*** PROVIDED ENTRIES Section Begins ***

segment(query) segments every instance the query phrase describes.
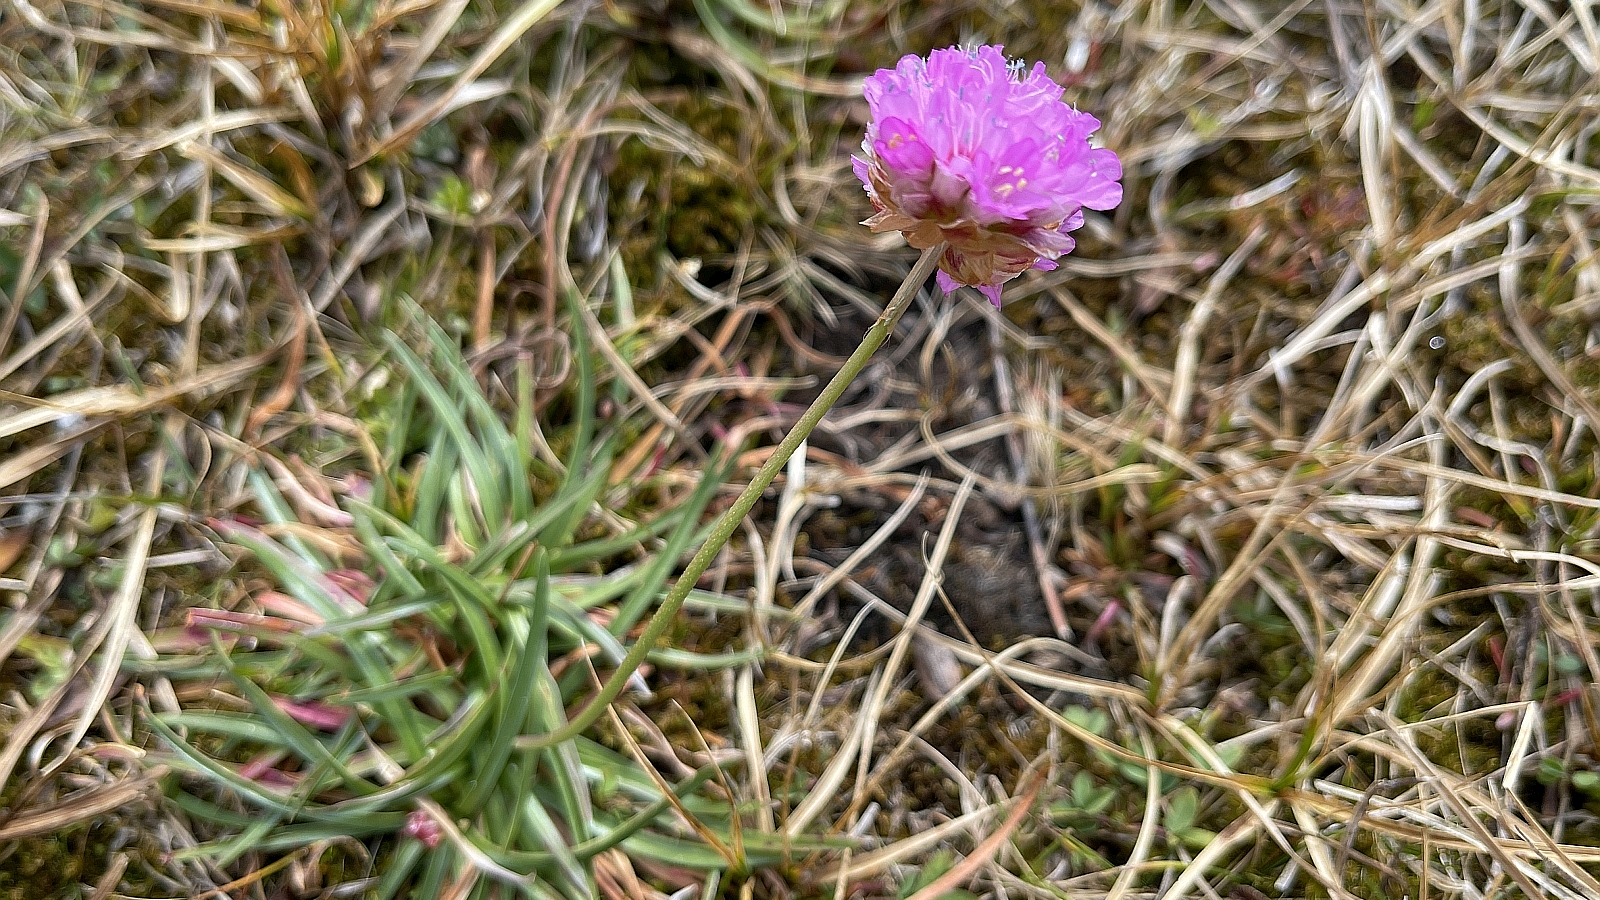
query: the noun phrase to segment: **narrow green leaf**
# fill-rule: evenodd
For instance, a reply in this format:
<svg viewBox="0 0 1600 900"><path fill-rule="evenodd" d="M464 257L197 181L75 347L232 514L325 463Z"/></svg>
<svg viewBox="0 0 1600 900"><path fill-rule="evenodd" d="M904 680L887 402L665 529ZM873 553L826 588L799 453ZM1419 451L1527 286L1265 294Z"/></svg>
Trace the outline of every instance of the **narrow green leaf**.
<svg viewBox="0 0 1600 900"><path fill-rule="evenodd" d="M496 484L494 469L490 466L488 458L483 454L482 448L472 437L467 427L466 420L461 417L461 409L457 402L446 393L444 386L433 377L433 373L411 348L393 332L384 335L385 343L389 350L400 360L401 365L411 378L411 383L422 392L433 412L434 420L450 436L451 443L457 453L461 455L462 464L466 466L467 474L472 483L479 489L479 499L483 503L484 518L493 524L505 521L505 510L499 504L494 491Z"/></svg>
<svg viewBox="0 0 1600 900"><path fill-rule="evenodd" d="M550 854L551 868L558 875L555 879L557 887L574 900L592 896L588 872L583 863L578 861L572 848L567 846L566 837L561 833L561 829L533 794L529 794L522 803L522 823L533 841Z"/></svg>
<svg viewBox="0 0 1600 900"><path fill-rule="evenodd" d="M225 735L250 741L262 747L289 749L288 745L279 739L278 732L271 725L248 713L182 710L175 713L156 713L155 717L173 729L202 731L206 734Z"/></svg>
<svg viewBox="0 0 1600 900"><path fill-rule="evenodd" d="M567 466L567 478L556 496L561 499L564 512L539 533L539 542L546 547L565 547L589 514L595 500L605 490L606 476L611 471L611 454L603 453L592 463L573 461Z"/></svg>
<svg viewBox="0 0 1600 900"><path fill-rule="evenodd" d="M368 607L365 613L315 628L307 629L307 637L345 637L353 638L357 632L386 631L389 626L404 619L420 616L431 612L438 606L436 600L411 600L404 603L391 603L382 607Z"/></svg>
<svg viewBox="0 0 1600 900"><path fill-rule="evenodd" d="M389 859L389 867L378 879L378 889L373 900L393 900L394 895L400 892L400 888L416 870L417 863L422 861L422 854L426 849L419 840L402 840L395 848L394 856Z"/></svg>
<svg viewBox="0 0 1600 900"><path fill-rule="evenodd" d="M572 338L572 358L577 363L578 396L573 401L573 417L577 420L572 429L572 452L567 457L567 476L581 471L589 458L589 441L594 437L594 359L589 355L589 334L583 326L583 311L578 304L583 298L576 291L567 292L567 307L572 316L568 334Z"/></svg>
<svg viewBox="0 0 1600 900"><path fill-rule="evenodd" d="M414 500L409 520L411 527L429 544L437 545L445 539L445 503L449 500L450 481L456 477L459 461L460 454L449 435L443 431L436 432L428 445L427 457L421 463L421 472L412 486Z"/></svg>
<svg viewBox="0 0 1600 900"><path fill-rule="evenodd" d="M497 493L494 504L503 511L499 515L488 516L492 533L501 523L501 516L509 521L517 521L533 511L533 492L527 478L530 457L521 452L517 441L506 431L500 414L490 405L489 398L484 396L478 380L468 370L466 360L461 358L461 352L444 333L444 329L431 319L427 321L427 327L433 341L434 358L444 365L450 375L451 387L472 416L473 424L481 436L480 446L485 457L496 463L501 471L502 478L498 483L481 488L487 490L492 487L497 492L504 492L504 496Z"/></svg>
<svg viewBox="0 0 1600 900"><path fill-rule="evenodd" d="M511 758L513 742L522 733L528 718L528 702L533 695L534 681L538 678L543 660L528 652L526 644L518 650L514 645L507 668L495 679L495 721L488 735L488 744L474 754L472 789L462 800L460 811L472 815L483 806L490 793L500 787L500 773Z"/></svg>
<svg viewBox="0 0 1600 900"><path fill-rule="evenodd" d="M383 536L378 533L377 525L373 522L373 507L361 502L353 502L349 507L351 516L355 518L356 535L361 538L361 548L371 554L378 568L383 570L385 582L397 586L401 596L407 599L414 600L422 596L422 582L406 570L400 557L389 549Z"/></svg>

*** PROVIDED ENTRIES Section Ends ***

*INSTRUCTIONS FOR THE TASK:* Exact output of each line above is wanted, without the pictures.

*EXERCISE OUTPUT:*
segment(query) segments every instance the query phrase describes.
query: the noun phrase to segment: **narrow green leaf**
# fill-rule: evenodd
For instance, a reply in this format:
<svg viewBox="0 0 1600 900"><path fill-rule="evenodd" d="M464 257L197 181L75 347L232 514L325 463Z"/></svg>
<svg viewBox="0 0 1600 900"><path fill-rule="evenodd" d="M904 680L887 402L665 529ZM873 553L826 588L799 453ZM1419 451L1527 286L1265 294Z"/></svg>
Trace the outline of every instance of the **narrow green leaf**.
<svg viewBox="0 0 1600 900"><path fill-rule="evenodd" d="M496 484L494 469L490 466L488 458L483 454L482 448L472 437L467 427L466 420L461 417L461 409L457 402L446 393L444 386L433 377L433 373L411 348L393 332L384 335L385 343L389 350L400 360L401 365L411 378L411 383L422 392L433 412L434 420L450 436L451 443L457 453L461 455L462 464L466 466L467 474L472 483L479 489L479 499L483 503L484 518L493 524L505 521L505 510L499 504L494 491Z"/></svg>
<svg viewBox="0 0 1600 900"><path fill-rule="evenodd" d="M550 854L551 868L558 875L555 879L557 887L574 900L592 896L588 872L583 863L578 861L572 848L567 846L566 837L561 833L561 829L533 794L529 794L522 803L522 823L533 841Z"/></svg>
<svg viewBox="0 0 1600 900"><path fill-rule="evenodd" d="M225 735L250 741L262 747L289 749L288 745L279 739L278 732L271 725L248 713L182 710L175 713L156 713L155 717L173 729L202 731L206 734Z"/></svg>
<svg viewBox="0 0 1600 900"><path fill-rule="evenodd" d="M567 466L567 478L556 496L561 499L564 512L539 533L539 542L546 547L565 547L589 514L595 500L605 490L606 476L611 471L611 454L603 453L592 463L573 461Z"/></svg>
<svg viewBox="0 0 1600 900"><path fill-rule="evenodd" d="M368 607L365 613L315 628L307 629L307 637L345 637L353 638L357 632L386 631L389 626L404 619L420 616L431 612L438 606L436 600L411 600L404 603L391 603L382 607Z"/></svg>
<svg viewBox="0 0 1600 900"><path fill-rule="evenodd" d="M389 859L389 867L378 879L378 889L373 900L393 900L394 895L400 892L400 888L416 870L417 863L422 861L422 854L426 849L419 840L402 840L395 848L394 856Z"/></svg>
<svg viewBox="0 0 1600 900"><path fill-rule="evenodd" d="M572 338L572 358L577 363L578 396L573 401L573 417L577 420L572 429L572 452L567 457L567 476L581 471L589 458L589 441L594 437L594 359L589 355L589 334L583 326L583 311L578 304L583 298L576 291L567 292L567 307L572 316L568 334Z"/></svg>
<svg viewBox="0 0 1600 900"><path fill-rule="evenodd" d="M414 500L409 520L411 527L429 544L437 545L445 539L445 503L449 500L450 481L456 477L459 461L460 454L449 435L443 431L436 432L428 445L427 457L421 463L421 472L412 486Z"/></svg>
<svg viewBox="0 0 1600 900"><path fill-rule="evenodd" d="M497 493L494 504L503 511L499 515L488 516L492 533L501 523L501 516L509 521L517 521L533 511L533 492L527 478L530 457L521 452L517 441L506 431L500 414L490 405L489 398L484 396L478 380L468 370L466 360L461 358L461 352L444 333L444 329L431 319L427 321L427 327L433 341L434 358L444 365L450 375L451 387L472 416L473 424L481 436L480 446L485 457L496 463L501 471L502 478L498 483L481 488L487 490L492 487L497 492L504 492L504 496Z"/></svg>
<svg viewBox="0 0 1600 900"><path fill-rule="evenodd" d="M511 758L513 742L522 733L528 718L528 702L533 695L534 681L538 678L543 660L528 652L526 644L518 650L514 645L507 668L495 679L495 721L488 735L488 744L474 754L472 789L462 800L460 811L472 815L483 806L490 793L500 787L500 773Z"/></svg>
<svg viewBox="0 0 1600 900"><path fill-rule="evenodd" d="M383 536L378 533L377 525L373 522L373 507L361 502L353 502L349 507L351 516L355 518L356 535L361 538L361 548L371 554L378 568L383 570L385 582L397 586L401 596L407 599L414 600L422 596L422 582L406 570L400 557L389 549Z"/></svg>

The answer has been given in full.